■ **PAGE EXCERPT**
------------------------------------

The figure illustrates the extent to which school-level sample size is over- or underestimated, as the effect size varies. Note that the ratio of the correct sample size to the incorrect sample size is virtually constant as a function of the effect size. When n = 5, using uncorrected parameters overestimates the sample size by about 11% when there is a moderate negative correlation (ν_κ = −.05) between treatment effects and control group means, underestimates the sample size by about 10% when there is no correlation between treatment effects and control group means, and underestimates the sample size by about 24% when there is a moderate positive correlation (ν_κ = 0.05) between treatment effects and control group means. When n = 100, using uncorrected parameters overestimates the sample size by about 19% when there is a moderate negative correlation (ν_κ = −0.05) between treatment effects and control group means, underestimates the sample size by about 14% when there is no correlation between treatment effects and control group means, and underestimates the sample size by about 32% when there is a moderate positive correlation (ν_κ = 0.05) between treatment effects and control group means.

------------------------------------

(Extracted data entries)
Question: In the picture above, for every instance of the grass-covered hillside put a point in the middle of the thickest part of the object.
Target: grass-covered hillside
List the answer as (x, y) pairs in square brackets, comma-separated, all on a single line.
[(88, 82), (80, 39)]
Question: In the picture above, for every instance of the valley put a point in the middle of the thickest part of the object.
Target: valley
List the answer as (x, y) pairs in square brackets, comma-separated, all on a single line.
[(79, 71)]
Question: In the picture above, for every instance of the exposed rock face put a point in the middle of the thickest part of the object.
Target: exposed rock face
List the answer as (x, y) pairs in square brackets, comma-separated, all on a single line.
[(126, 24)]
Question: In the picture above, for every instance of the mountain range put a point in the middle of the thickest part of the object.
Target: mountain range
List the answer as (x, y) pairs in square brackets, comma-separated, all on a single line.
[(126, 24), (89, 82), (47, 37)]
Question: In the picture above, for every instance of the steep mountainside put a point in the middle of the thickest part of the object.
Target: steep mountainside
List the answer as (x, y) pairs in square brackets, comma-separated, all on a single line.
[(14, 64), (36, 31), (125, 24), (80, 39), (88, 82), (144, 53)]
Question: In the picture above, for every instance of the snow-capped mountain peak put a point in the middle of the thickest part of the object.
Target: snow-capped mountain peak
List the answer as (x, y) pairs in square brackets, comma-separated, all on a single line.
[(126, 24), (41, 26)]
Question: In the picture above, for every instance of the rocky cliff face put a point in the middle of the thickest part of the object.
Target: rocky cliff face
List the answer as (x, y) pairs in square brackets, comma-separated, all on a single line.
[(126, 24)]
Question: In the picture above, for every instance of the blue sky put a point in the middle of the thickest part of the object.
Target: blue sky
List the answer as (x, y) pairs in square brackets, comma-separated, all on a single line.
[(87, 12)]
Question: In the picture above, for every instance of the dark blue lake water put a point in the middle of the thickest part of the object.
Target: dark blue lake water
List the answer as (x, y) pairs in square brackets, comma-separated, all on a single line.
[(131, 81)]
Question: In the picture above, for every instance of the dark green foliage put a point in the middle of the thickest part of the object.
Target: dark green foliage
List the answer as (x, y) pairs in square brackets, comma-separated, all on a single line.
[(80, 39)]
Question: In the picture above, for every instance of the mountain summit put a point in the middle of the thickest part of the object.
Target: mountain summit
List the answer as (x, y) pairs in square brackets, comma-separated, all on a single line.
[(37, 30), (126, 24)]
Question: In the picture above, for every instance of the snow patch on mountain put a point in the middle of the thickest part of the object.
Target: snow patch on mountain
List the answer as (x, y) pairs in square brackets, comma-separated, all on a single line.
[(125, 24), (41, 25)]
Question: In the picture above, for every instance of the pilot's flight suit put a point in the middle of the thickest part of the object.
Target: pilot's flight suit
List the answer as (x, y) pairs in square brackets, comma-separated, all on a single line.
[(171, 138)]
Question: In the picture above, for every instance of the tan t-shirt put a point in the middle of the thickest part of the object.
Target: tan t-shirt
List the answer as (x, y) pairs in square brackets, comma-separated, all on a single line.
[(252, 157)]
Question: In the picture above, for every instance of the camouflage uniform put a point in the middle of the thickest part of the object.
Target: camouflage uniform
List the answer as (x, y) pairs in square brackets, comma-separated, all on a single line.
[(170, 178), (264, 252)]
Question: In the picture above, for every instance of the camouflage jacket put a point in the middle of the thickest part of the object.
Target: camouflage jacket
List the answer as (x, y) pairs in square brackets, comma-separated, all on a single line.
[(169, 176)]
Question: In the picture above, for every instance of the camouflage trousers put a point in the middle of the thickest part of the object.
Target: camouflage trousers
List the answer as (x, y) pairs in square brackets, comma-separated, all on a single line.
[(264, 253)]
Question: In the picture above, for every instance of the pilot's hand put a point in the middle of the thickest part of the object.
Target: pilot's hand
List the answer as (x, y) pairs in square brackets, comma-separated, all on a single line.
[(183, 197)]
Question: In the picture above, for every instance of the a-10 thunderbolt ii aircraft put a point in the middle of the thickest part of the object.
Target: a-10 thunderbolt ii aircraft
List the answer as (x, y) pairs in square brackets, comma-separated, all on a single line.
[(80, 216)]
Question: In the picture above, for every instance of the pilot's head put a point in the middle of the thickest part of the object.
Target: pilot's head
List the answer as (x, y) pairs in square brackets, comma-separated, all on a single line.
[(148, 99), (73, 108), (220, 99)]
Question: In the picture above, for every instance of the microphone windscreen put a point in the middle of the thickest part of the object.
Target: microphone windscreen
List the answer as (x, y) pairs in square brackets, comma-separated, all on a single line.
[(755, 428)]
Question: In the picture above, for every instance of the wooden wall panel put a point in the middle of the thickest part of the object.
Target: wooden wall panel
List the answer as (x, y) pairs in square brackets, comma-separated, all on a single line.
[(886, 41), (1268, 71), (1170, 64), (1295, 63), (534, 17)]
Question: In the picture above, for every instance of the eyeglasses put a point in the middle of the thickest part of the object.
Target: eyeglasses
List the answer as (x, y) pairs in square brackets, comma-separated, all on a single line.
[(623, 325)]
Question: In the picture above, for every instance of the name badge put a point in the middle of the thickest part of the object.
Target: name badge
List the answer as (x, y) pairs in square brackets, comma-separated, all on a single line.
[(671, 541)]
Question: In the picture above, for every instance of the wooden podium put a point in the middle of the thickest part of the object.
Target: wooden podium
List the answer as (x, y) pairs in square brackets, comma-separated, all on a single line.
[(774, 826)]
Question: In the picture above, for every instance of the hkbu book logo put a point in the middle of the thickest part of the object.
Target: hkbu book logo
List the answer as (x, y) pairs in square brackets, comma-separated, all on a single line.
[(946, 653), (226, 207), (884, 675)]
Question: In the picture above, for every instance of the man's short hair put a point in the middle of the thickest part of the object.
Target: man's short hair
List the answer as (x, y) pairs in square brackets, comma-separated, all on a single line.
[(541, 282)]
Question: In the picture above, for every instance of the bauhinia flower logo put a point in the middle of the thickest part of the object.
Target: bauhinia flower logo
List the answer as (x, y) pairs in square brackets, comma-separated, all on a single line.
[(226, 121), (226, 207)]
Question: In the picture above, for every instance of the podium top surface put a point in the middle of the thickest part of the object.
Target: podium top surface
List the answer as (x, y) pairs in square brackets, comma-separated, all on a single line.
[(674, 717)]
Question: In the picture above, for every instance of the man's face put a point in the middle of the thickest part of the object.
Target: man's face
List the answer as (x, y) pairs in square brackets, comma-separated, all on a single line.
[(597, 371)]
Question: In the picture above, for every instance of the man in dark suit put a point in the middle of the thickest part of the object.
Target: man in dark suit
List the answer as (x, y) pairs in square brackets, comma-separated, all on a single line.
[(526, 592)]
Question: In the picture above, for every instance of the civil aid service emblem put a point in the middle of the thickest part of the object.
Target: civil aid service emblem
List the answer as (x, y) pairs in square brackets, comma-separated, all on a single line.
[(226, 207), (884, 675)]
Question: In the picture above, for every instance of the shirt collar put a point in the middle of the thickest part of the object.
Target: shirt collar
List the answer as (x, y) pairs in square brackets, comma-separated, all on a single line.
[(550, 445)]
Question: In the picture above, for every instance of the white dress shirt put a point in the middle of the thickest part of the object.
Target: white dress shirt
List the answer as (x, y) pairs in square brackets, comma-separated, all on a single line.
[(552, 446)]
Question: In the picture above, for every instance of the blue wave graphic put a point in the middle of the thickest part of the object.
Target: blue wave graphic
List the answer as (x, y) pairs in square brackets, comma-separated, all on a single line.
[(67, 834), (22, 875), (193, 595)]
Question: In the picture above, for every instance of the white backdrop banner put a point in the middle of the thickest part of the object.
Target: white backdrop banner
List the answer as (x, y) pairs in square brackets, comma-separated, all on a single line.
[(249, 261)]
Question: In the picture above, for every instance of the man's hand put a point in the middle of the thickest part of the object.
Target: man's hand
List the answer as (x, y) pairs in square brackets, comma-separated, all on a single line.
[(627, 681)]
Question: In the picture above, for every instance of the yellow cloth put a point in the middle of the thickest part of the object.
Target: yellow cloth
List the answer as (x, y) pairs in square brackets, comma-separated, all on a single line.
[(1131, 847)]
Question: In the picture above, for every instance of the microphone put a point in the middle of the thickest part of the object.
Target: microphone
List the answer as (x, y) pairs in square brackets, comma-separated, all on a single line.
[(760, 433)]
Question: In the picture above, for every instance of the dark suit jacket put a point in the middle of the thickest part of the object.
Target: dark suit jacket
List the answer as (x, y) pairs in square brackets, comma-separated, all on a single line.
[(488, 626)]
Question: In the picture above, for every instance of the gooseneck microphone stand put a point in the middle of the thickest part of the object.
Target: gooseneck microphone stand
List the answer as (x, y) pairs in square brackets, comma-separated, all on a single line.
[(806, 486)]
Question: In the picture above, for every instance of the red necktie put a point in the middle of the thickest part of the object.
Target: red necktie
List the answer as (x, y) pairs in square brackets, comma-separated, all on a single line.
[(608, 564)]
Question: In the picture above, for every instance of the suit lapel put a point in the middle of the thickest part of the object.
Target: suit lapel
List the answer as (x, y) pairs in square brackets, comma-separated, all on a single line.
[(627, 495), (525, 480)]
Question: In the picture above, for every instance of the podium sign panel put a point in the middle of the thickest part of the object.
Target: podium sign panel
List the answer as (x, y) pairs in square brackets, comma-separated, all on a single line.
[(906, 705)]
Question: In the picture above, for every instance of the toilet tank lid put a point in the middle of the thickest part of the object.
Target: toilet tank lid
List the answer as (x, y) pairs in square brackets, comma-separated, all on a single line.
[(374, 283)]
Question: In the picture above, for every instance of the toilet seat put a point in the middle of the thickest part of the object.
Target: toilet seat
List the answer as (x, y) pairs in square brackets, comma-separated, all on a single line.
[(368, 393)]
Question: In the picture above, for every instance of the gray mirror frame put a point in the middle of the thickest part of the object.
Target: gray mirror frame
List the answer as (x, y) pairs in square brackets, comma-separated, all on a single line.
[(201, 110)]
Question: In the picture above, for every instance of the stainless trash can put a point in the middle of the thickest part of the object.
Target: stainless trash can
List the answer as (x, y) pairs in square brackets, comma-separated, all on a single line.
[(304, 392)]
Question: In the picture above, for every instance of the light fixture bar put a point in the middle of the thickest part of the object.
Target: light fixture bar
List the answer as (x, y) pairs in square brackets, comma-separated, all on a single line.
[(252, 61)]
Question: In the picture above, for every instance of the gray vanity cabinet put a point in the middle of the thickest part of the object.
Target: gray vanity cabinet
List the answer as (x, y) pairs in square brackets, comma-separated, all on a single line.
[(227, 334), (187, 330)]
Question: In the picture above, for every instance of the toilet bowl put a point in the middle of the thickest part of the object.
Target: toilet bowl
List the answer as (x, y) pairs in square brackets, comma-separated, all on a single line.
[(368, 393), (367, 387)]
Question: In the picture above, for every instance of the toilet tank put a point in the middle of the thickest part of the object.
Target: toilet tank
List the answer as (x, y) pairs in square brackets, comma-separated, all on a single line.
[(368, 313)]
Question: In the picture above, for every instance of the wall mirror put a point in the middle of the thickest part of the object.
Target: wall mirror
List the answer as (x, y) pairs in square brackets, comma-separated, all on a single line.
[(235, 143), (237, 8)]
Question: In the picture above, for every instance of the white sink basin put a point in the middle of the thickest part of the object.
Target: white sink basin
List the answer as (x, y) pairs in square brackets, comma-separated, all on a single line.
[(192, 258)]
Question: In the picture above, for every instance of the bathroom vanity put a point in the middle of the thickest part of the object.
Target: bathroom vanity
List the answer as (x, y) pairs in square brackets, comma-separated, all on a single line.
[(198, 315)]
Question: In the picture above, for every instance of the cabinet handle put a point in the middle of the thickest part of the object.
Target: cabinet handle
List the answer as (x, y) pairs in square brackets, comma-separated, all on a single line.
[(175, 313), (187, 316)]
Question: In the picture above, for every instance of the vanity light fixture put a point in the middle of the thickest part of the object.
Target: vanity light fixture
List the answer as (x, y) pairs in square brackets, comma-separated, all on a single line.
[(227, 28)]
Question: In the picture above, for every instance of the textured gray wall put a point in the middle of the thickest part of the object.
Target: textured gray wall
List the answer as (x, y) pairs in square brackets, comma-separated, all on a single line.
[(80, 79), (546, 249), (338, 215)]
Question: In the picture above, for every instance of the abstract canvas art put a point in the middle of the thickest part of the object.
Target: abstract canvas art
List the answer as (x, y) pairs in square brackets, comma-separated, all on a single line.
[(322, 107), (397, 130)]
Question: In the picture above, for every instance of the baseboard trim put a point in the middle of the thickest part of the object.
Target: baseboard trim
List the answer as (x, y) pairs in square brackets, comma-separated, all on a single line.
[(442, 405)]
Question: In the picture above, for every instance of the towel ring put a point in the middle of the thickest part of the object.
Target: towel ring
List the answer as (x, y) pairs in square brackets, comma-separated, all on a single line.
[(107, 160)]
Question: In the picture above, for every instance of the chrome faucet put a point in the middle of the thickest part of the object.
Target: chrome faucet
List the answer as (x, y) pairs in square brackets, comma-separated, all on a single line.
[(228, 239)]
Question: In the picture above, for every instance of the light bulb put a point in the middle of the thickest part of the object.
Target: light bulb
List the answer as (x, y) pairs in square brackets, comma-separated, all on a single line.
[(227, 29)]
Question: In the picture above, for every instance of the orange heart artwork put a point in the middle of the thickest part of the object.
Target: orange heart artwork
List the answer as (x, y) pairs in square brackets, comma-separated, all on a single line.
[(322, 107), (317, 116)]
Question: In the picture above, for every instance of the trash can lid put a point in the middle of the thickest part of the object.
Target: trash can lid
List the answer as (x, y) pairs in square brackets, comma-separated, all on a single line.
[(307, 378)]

------------------------------------

■ **WHAT YOU WILL DO**
How would this sentence from the sample size excerpt read in Spanish: "Note that the ratio of the correct sample size to the incorrect sample size is virtually constant as a function of the effect size."?

■ **TASK ANSWER**
Tenga en cuenta que la razón entre el tamaño muestral correcto y el tamaño muestral incorrecto es prácticamente constante en función del tamaño del efecto.